Return only that part of the material below which starts with the line containing "Target: rocky shore" and goes on through the line containing "Target: shoreline", restated exactly.
*** THE RECORDS Section Begins ***
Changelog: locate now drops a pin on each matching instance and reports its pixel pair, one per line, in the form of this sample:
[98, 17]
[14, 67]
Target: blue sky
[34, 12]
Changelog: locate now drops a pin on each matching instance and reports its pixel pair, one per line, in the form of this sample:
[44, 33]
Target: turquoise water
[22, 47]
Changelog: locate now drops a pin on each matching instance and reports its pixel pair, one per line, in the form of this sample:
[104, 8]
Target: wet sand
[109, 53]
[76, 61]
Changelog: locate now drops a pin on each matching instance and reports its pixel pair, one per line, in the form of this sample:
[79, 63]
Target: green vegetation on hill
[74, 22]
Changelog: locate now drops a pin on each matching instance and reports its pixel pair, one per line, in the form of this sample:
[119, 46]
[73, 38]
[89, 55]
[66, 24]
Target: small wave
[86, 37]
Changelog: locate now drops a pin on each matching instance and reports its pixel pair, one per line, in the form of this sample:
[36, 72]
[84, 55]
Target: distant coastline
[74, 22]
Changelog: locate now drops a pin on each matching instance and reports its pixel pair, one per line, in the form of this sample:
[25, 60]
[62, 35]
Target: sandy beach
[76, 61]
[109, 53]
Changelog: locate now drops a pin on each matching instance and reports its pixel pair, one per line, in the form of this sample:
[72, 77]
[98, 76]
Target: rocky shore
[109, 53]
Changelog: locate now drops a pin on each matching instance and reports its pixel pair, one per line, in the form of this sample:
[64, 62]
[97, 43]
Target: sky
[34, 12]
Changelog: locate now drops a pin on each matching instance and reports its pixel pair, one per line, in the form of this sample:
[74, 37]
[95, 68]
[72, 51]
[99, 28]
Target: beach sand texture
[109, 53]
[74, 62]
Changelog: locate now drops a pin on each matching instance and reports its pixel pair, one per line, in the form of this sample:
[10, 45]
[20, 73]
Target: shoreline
*** THE RECORDS Section Ends ***
*** THE RECORDS Section Begins ***
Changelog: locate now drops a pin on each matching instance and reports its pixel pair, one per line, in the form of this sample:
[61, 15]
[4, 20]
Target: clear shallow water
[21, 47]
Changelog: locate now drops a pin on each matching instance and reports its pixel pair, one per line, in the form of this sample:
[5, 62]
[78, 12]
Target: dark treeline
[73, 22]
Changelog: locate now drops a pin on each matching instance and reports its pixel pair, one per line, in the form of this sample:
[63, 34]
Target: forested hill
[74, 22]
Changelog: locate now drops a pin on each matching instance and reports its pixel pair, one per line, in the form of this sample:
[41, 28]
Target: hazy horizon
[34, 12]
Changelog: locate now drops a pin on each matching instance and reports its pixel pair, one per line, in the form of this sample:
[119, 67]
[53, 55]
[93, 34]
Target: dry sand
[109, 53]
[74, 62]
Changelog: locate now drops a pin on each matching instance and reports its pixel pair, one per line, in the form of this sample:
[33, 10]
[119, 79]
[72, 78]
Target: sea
*** THE RECORDS Section Ends ***
ANSWER TO THIS PROBLEM:
Target: rocky shore
[109, 53]
Changelog: locate now drops a pin on each matching instance and reports its pixel pair, one per line, in the form of this sample:
[64, 62]
[97, 43]
Target: sky
[34, 12]
Changelog: locate now drops a pin on each matching instance and reports its pixel pair, one per line, in the form of this sample:
[74, 37]
[95, 68]
[72, 51]
[99, 28]
Target: beach sand texture
[109, 53]
[74, 62]
Changelog: locate now drops a pin on each matching instance and reports its pixel pair, one per line, in the form of this sample:
[10, 45]
[20, 73]
Target: shoreline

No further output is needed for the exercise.